▶ _INSTRUCTIONS FOR THE TASK_: For this exercise, retype all the data exactly and exclude every image.
##### INFORMATION #####
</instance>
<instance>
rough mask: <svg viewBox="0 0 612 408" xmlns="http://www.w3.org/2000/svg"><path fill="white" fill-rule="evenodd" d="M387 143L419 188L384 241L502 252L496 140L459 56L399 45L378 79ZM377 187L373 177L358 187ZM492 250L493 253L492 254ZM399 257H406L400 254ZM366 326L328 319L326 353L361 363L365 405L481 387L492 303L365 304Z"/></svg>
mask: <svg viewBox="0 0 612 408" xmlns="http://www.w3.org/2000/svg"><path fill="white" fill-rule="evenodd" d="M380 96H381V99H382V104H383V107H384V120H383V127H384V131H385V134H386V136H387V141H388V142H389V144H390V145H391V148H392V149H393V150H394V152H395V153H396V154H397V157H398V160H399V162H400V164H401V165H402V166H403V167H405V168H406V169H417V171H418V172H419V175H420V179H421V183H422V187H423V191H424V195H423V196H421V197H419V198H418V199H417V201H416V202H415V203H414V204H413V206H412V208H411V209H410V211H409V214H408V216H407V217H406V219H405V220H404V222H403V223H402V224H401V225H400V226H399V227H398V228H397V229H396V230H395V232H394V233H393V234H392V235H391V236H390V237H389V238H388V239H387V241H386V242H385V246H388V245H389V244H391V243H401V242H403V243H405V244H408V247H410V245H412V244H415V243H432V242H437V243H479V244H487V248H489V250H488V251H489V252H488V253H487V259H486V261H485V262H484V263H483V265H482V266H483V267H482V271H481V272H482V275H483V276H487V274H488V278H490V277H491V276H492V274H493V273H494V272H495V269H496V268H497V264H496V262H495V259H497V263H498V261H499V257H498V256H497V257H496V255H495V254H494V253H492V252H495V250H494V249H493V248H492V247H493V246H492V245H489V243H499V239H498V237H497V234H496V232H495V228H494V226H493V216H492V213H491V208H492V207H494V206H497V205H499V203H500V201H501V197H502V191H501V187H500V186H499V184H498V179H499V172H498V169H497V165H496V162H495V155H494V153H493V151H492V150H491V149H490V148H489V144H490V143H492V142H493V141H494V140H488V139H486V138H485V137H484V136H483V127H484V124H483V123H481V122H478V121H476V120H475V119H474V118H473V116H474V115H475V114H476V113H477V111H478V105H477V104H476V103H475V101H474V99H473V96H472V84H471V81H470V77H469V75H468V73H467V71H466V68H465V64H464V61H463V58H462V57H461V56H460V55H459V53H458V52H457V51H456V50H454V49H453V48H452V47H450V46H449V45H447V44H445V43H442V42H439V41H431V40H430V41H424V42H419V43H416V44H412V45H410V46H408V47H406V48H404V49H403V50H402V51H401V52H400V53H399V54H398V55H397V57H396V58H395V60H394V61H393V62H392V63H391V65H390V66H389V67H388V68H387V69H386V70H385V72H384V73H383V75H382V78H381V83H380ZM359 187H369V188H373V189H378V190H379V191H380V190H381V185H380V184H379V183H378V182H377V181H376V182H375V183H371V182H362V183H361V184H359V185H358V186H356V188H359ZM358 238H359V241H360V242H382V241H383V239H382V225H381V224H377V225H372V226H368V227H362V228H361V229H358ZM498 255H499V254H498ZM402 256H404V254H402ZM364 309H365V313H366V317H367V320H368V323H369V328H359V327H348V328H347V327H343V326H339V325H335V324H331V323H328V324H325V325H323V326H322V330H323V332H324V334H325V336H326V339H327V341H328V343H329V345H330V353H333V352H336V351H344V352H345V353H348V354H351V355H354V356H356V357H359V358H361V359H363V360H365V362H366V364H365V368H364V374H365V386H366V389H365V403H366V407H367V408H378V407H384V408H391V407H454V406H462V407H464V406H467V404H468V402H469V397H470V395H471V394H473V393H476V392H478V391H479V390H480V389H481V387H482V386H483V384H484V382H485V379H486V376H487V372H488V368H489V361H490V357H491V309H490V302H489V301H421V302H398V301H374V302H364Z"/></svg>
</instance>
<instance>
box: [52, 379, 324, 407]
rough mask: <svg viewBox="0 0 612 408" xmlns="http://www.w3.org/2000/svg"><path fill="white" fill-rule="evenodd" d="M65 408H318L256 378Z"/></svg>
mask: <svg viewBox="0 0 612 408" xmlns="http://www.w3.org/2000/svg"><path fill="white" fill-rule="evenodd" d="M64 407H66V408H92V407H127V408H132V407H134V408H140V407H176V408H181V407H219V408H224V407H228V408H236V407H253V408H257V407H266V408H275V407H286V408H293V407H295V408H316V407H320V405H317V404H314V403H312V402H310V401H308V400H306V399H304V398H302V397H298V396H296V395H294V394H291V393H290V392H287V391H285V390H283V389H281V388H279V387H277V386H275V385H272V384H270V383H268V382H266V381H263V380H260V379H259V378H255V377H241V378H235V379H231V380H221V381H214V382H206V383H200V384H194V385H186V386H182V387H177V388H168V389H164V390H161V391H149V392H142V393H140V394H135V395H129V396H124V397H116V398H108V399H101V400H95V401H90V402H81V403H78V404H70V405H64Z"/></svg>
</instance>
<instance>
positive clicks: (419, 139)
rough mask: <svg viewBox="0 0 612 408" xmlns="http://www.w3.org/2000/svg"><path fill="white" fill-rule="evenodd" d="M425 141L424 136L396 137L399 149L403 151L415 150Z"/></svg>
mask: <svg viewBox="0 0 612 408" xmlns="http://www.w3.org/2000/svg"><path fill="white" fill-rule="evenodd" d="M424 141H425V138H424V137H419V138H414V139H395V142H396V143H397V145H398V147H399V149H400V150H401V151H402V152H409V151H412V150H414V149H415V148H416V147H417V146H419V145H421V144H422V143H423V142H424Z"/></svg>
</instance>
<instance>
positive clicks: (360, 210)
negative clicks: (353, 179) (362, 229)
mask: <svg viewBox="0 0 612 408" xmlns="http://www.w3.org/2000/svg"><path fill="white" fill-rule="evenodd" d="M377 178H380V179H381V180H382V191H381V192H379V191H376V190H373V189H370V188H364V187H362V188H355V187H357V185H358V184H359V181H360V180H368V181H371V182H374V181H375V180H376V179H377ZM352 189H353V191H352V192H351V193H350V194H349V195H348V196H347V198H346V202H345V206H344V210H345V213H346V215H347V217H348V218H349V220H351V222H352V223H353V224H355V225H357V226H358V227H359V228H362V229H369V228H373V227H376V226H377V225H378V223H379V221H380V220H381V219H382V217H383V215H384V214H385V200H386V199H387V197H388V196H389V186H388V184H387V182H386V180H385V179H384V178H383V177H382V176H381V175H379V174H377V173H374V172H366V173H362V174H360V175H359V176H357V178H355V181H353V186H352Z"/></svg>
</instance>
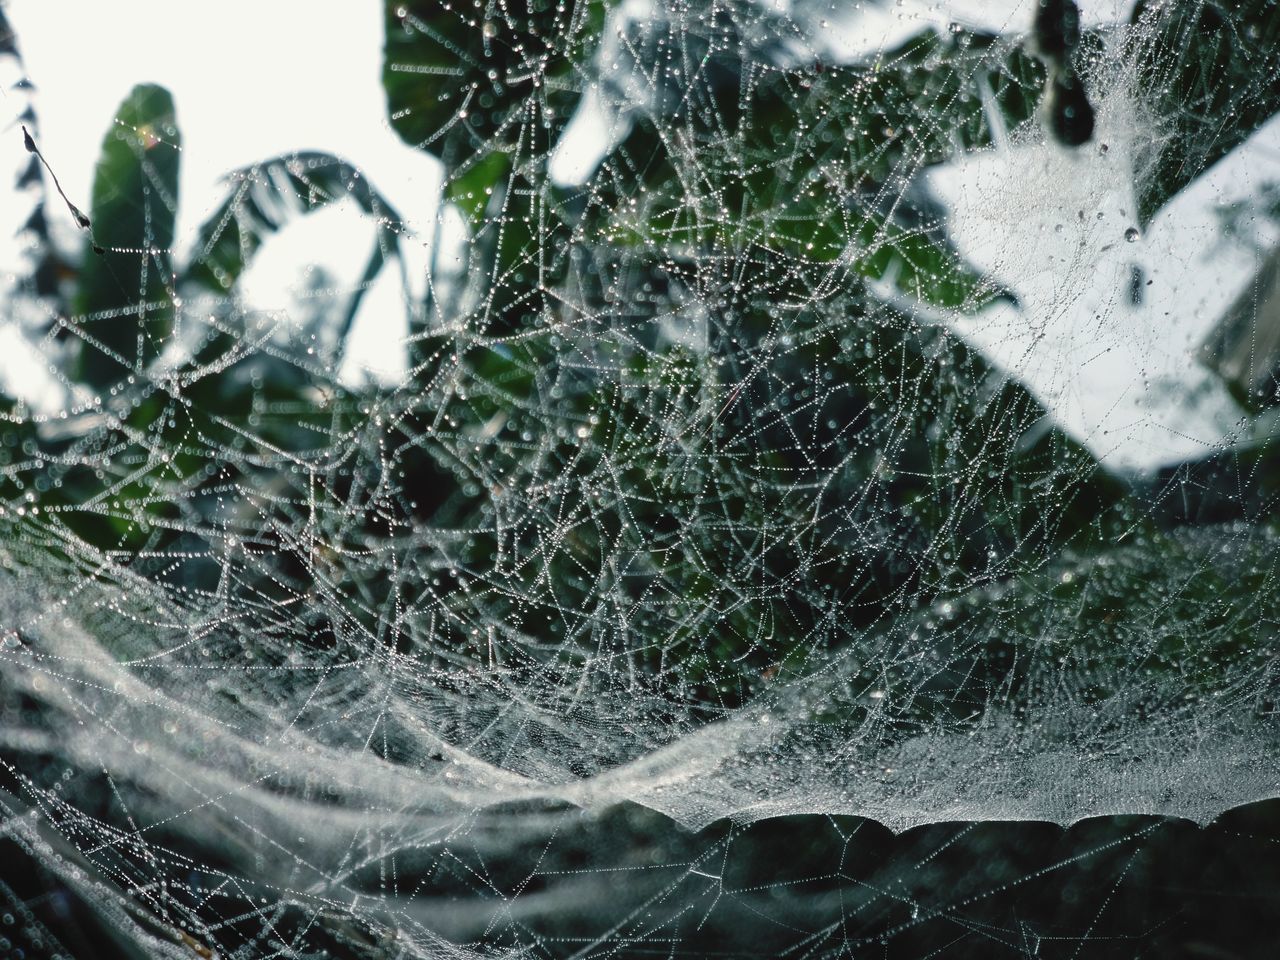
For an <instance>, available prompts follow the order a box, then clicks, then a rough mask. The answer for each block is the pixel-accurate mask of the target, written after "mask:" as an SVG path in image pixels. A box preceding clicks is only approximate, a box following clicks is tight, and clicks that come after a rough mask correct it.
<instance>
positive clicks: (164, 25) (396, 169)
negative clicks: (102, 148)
#####
▶ _ANSWER SECTION_:
</instance>
<instance>
rough mask: <svg viewBox="0 0 612 408" xmlns="http://www.w3.org/2000/svg"><path fill="white" fill-rule="evenodd" d="M387 143L419 188L384 241L502 252L496 140L459 56L399 45L378 79ZM377 187L373 177L358 187ZM492 250L493 253L492 254ZM399 257H406L400 254ZM366 326L328 319L326 353L361 363L365 405L481 387L492 303L365 304Z"/></svg>
mask: <svg viewBox="0 0 612 408" xmlns="http://www.w3.org/2000/svg"><path fill="white" fill-rule="evenodd" d="M380 96H381V99H382V104H383V107H384V120H383V127H384V131H385V134H386V136H387V141H388V142H389V144H390V145H391V148H392V149H393V150H394V152H395V153H396V154H397V157H398V160H399V162H400V164H401V165H402V166H403V167H405V168H406V169H417V171H418V172H419V175H420V179H421V183H422V187H423V191H424V195H423V196H421V197H419V198H418V199H417V201H416V202H415V203H414V204H413V206H412V208H411V209H410V211H409V214H408V216H407V217H406V219H405V220H404V222H403V223H402V224H401V225H400V226H399V227H398V228H397V229H396V230H395V232H394V233H393V234H392V235H391V236H390V237H389V238H388V239H387V241H386V242H385V246H388V245H389V244H391V243H401V242H403V243H405V244H408V247H410V245H412V244H415V243H432V242H437V243H479V244H487V248H489V250H488V251H489V252H488V253H487V259H486V261H485V262H484V263H483V265H482V266H483V267H482V271H481V272H482V275H483V276H487V274H488V278H490V277H491V276H492V274H493V273H494V272H495V269H496V268H497V264H496V262H495V259H497V263H498V261H499V257H498V256H497V257H496V255H495V254H494V253H492V252H495V250H494V249H493V248H492V247H493V246H492V245H489V243H499V239H498V237H497V234H496V232H495V228H494V226H493V216H492V213H491V208H492V207H494V206H497V205H499V203H500V201H501V197H502V191H501V187H500V186H499V184H498V179H499V172H498V169H497V165H496V162H495V155H494V153H493V151H492V150H491V149H490V148H489V144H490V143H492V142H493V141H494V140H488V139H486V138H485V137H484V136H483V127H484V124H483V123H481V122H478V121H476V120H475V119H474V118H473V116H474V115H475V114H476V113H477V111H478V105H477V104H476V103H475V101H474V99H473V96H472V84H471V81H470V77H469V75H468V73H467V71H466V68H465V64H464V61H463V58H462V57H461V56H460V55H459V53H458V52H457V51H456V50H454V49H453V48H452V47H450V46H449V45H447V44H445V43H442V42H439V41H431V40H430V41H424V42H419V43H416V44H412V45H410V46H408V47H406V48H404V49H403V50H402V51H401V52H400V53H399V54H398V55H397V57H396V58H395V60H394V61H393V62H392V63H391V65H390V66H389V67H388V68H387V69H386V70H385V72H384V73H383V75H382V78H381V83H380ZM359 187H369V188H373V189H378V190H379V191H380V190H381V185H380V184H379V183H378V182H377V181H376V182H375V183H371V182H362V183H361V184H359V185H358V186H356V188H359ZM358 238H359V241H360V242H382V241H383V239H382V225H381V224H377V225H372V226H368V227H362V228H361V229H358ZM498 255H499V254H498ZM402 256H404V254H402ZM364 309H365V313H366V317H367V320H368V323H369V328H359V327H348V328H347V327H343V326H339V325H335V324H331V323H328V324H325V325H323V326H322V330H323V332H324V334H325V336H326V339H327V341H328V343H329V345H330V353H333V352H336V351H344V352H345V353H348V354H351V355H354V356H356V357H359V358H361V359H363V360H365V362H366V364H365V368H364V374H365V386H366V389H365V403H366V407H367V408H378V407H384V408H391V407H454V406H462V407H464V406H467V404H468V402H469V397H470V395H471V394H473V393H476V392H478V391H479V390H480V389H481V387H482V386H483V384H484V382H485V379H486V376H487V372H488V368H489V361H490V357H491V309H490V302H489V301H421V302H398V301H374V302H364Z"/></svg>
</instance>
<instance>
box: [52, 379, 324, 407]
rough mask: <svg viewBox="0 0 612 408" xmlns="http://www.w3.org/2000/svg"><path fill="white" fill-rule="evenodd" d="M65 408H318L256 378Z"/></svg>
mask: <svg viewBox="0 0 612 408" xmlns="http://www.w3.org/2000/svg"><path fill="white" fill-rule="evenodd" d="M64 407H66V408H92V407H127V408H132V407H134V408H140V407H176V408H181V407H219V408H224V407H228V408H236V407H253V408H257V407H266V408H275V407H286V408H293V407H295V408H316V407H320V405H317V404H314V403H312V402H310V401H308V400H306V399H304V398H302V397H298V396H296V395H294V394H291V393H290V392H287V391H285V390H283V389H281V388H279V387H277V386H275V385H272V384H270V383H268V382H266V381H263V380H260V379H259V378H255V377H241V378H235V379H231V380H221V381H214V382H206V383H200V384H194V385H186V386H182V387H177V388H168V389H164V390H161V391H149V392H142V393H140V394H135V395H129V396H124V397H116V398H108V399H101V400H95V401H90V402H81V403H78V404H70V405H64Z"/></svg>
</instance>
<instance>
positive clicks: (419, 139)
rough mask: <svg viewBox="0 0 612 408" xmlns="http://www.w3.org/2000/svg"><path fill="white" fill-rule="evenodd" d="M425 141L424 136L396 137L399 149L403 151L415 150Z"/></svg>
mask: <svg viewBox="0 0 612 408" xmlns="http://www.w3.org/2000/svg"><path fill="white" fill-rule="evenodd" d="M424 141H425V138H424V137H419V138H414V139H395V142H396V143H397V145H398V147H399V149H400V150H401V151H402V152H409V151H412V150H414V149H415V148H416V147H417V146H419V145H421V144H422V143H423V142H424Z"/></svg>
</instance>
<instance>
positive clicks: (360, 210)
negative clicks: (353, 179) (362, 229)
mask: <svg viewBox="0 0 612 408" xmlns="http://www.w3.org/2000/svg"><path fill="white" fill-rule="evenodd" d="M377 178H380V179H381V180H382V191H381V192H379V191H376V190H373V189H370V188H364V187H362V188H355V187H357V185H358V184H359V181H360V180H368V181H371V182H374V181H375V180H376V179H377ZM352 189H353V191H352V192H351V193H350V194H349V195H348V196H347V198H346V202H345V206H344V210H345V213H346V215H347V217H348V218H349V220H351V222H352V223H353V224H355V225H357V226H358V227H359V228H362V229H369V228H373V227H376V226H377V225H378V223H379V221H380V220H381V219H382V217H383V215H384V214H385V200H386V199H387V197H388V196H389V186H388V184H387V182H386V180H385V179H384V178H383V177H382V176H381V175H379V174H377V173H374V172H366V173H362V174H360V175H359V176H357V178H355V181H353V186H352Z"/></svg>
</instance>
For an <instance>, available prompts follow the order a box, then clicks, then a rough mask. The answer for each block is the pixel-accurate mask of the target, written after "mask:" as an SVG path in image pixels. A box preceding clicks is only approximate, a box following clicks is tight, and clicks that come after a rough mask correct it.
<instance>
positive clicks: (164, 25) (396, 169)
negative clicks: (102, 148)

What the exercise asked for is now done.